**EXERCISE INSTRUCTIONS:**
Only lines containing "facade" are wanted from the data below. Copy those lines.

**DATA FOR THE TASK:**
┌────────
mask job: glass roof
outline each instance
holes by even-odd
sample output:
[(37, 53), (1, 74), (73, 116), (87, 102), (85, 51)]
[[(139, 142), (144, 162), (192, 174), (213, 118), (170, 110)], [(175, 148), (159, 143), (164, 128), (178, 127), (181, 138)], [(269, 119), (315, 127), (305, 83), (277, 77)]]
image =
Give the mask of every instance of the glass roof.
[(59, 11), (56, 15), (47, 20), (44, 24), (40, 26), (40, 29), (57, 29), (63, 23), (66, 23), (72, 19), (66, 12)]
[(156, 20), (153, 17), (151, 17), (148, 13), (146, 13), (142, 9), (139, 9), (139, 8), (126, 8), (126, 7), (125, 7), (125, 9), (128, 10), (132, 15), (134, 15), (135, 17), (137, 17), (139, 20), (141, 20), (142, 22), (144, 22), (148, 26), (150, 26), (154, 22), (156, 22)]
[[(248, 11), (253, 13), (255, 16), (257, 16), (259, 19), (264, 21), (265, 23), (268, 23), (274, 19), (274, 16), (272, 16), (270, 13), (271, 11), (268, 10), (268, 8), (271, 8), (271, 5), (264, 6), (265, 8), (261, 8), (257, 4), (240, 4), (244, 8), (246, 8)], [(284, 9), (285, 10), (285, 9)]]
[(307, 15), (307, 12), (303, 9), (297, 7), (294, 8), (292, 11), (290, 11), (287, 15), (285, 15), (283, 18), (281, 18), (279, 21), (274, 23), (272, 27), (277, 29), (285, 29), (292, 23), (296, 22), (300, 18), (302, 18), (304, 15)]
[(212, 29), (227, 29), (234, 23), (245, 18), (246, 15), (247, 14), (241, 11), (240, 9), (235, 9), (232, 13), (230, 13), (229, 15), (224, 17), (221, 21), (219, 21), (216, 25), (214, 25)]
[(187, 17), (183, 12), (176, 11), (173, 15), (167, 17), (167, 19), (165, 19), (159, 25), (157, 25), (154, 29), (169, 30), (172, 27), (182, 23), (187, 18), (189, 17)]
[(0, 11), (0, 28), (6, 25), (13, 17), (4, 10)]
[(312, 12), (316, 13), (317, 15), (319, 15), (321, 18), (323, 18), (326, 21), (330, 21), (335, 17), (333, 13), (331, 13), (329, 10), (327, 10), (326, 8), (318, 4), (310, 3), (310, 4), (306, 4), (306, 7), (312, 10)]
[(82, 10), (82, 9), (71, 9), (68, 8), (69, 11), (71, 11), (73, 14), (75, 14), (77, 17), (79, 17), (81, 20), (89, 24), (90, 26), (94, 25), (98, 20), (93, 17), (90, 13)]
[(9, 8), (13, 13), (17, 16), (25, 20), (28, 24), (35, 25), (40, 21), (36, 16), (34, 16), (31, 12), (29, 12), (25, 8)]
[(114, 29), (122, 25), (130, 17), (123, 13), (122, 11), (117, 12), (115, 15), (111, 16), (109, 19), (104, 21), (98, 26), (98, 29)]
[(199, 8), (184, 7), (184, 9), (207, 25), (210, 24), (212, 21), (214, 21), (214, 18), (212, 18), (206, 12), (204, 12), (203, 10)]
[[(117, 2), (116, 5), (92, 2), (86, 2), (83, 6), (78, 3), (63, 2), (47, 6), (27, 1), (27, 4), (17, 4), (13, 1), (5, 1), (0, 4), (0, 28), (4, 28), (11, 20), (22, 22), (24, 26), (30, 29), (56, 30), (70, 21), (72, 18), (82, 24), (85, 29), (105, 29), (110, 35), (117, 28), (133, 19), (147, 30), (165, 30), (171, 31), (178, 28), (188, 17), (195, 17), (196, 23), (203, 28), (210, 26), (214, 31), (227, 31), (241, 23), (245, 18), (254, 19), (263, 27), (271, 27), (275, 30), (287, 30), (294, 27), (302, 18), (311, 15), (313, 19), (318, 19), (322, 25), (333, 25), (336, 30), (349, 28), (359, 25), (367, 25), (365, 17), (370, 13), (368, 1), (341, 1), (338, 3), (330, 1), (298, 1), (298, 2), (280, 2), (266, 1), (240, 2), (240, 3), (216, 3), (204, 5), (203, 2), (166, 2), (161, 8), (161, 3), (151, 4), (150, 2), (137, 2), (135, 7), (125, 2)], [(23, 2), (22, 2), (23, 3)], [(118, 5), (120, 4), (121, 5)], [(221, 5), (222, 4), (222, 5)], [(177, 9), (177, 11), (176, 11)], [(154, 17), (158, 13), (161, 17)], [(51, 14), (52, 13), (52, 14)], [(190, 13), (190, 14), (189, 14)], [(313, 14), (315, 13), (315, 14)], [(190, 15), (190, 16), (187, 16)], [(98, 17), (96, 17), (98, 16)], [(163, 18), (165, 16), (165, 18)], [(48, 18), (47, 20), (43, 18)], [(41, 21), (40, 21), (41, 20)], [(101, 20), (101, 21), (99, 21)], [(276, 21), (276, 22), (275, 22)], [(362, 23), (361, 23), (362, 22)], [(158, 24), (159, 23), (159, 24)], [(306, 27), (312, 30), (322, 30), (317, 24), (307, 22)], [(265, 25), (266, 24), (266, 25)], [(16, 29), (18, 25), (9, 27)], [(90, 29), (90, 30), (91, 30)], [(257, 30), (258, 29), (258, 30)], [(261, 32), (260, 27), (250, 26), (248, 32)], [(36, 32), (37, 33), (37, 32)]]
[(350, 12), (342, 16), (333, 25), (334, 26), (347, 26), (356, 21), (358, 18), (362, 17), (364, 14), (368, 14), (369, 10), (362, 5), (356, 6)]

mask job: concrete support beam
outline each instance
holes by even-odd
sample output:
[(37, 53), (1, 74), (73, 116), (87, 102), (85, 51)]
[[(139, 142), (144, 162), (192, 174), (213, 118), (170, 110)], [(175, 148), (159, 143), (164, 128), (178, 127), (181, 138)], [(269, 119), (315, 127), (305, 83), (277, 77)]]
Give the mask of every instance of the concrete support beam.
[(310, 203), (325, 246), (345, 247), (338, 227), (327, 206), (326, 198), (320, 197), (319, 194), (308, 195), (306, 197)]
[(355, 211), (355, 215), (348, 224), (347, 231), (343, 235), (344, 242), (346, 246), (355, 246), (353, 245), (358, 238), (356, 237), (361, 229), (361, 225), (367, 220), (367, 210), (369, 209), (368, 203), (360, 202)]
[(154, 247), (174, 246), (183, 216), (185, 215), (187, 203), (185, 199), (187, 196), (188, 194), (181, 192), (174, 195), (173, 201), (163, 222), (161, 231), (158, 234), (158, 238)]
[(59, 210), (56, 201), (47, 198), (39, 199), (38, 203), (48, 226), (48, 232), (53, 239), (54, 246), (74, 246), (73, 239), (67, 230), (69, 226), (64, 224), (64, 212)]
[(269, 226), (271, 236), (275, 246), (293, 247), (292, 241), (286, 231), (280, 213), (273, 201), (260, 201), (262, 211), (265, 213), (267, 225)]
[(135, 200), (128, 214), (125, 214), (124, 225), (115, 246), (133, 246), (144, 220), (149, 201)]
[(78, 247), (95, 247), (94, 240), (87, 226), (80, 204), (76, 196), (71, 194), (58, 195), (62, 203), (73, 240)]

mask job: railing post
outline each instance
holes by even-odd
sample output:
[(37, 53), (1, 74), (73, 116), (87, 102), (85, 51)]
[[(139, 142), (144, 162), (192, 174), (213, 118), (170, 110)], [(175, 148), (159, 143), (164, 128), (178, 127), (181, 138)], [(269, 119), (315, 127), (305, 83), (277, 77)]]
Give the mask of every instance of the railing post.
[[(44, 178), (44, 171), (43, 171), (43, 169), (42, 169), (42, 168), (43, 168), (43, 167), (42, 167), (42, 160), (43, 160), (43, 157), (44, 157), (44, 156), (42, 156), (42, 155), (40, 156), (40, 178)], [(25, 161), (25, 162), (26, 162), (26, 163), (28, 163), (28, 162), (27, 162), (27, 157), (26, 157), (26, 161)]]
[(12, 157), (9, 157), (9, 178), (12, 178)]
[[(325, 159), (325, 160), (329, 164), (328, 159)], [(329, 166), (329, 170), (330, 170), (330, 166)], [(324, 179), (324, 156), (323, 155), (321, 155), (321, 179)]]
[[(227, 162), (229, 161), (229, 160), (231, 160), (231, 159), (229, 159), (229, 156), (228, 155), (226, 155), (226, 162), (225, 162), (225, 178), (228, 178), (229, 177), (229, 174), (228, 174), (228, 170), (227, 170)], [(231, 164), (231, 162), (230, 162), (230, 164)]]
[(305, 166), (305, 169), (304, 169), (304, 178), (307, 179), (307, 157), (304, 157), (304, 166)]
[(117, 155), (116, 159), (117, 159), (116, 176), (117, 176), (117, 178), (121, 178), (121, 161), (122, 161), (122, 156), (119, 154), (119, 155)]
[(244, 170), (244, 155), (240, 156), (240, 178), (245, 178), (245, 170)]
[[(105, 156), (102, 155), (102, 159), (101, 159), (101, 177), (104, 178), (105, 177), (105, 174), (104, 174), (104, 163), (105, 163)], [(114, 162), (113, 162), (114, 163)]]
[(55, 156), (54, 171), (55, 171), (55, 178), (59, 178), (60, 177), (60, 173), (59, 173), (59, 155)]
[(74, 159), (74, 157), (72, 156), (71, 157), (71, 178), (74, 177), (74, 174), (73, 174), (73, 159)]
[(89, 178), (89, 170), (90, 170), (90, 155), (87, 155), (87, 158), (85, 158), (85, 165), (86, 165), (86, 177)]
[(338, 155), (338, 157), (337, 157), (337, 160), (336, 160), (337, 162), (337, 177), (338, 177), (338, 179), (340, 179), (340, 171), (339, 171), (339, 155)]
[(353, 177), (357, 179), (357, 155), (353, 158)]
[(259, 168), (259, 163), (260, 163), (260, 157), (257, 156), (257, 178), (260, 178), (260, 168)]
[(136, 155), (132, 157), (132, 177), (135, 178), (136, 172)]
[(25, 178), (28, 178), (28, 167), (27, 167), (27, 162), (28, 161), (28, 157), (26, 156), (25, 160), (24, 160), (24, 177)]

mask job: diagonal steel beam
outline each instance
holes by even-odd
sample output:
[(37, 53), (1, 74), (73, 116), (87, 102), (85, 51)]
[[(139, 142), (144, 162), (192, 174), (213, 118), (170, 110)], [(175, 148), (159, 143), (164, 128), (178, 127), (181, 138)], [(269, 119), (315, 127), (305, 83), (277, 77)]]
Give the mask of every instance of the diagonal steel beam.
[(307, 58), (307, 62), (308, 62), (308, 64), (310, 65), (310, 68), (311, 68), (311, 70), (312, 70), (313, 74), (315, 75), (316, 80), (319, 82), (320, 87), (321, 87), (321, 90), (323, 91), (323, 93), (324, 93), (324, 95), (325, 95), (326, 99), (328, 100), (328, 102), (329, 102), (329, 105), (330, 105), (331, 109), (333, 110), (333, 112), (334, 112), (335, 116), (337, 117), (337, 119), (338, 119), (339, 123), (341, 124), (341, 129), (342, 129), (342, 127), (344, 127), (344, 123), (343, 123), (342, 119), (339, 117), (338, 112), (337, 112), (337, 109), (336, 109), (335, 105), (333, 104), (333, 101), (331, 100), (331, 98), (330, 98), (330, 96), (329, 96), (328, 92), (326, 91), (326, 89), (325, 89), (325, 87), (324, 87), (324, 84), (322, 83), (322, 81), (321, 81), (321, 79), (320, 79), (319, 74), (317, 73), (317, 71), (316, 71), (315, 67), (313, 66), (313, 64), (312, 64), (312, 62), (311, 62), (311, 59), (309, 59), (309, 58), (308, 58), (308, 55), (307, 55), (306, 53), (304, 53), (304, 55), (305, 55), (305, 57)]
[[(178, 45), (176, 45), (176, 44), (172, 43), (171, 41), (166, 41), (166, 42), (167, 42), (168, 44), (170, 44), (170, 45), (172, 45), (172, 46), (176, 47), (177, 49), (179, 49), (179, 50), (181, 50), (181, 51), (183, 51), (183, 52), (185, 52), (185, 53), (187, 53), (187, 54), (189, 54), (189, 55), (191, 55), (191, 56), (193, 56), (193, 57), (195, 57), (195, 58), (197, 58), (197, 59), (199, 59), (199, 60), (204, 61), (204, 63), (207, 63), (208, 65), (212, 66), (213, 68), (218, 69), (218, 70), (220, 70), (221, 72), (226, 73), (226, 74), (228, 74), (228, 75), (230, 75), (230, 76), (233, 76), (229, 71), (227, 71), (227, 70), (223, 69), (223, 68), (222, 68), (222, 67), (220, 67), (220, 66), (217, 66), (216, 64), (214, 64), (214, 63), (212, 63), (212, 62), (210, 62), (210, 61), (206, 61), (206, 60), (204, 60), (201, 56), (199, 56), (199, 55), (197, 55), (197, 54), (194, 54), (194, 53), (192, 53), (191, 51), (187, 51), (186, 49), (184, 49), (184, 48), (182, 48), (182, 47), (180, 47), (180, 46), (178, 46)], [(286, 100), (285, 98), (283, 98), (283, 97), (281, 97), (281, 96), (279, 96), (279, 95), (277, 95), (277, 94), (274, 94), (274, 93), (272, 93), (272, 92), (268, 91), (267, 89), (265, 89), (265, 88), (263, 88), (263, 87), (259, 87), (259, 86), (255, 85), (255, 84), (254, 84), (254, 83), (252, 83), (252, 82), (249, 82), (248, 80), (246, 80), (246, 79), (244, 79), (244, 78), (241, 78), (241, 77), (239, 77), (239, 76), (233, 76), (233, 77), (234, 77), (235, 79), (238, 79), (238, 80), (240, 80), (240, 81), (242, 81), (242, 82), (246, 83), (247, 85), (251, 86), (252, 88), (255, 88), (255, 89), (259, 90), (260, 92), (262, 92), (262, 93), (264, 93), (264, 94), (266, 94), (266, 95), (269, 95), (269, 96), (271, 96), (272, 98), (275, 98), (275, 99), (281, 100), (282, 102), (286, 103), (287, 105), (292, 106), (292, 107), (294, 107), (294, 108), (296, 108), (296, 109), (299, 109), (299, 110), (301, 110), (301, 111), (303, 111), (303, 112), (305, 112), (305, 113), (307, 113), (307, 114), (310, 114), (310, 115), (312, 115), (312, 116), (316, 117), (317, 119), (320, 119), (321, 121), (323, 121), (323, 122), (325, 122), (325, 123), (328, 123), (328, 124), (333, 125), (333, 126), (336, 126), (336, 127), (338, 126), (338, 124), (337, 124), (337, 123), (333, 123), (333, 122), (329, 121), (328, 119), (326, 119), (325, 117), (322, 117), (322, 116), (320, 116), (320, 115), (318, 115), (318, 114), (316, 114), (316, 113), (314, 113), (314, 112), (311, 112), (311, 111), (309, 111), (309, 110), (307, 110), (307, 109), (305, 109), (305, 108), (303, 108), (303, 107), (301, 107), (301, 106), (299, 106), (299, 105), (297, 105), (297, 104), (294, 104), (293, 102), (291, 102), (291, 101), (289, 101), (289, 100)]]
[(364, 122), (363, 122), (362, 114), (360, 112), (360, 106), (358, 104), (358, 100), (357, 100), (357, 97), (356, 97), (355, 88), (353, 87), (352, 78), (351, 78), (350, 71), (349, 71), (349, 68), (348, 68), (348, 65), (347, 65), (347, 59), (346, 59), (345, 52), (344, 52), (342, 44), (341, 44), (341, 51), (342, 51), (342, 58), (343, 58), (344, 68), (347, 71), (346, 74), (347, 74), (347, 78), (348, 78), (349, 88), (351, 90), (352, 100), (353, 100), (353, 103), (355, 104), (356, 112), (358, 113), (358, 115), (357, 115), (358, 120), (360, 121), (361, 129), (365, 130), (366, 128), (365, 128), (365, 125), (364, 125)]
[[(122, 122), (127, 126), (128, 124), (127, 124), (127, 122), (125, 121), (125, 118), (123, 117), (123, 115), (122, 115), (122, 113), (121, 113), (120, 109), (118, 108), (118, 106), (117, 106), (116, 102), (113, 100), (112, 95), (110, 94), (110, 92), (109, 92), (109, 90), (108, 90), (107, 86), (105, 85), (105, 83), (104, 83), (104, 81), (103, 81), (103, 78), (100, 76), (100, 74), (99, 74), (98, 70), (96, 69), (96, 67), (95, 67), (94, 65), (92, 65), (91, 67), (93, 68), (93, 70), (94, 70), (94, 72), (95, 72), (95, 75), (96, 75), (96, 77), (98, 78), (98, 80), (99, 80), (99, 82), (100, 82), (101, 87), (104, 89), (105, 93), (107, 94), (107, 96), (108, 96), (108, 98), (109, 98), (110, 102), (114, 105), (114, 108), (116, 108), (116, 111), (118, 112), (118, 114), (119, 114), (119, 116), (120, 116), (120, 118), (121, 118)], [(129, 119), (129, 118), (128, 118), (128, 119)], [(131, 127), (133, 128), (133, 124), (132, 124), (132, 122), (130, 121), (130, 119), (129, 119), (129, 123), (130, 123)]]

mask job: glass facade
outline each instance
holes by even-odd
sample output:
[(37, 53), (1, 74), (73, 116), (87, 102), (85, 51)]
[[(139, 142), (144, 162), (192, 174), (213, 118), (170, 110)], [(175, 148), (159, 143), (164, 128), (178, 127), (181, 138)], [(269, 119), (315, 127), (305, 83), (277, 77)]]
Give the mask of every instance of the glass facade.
└────────
**REPLY:**
mask job: glass facade
Give the mask of every instance of the glass facade.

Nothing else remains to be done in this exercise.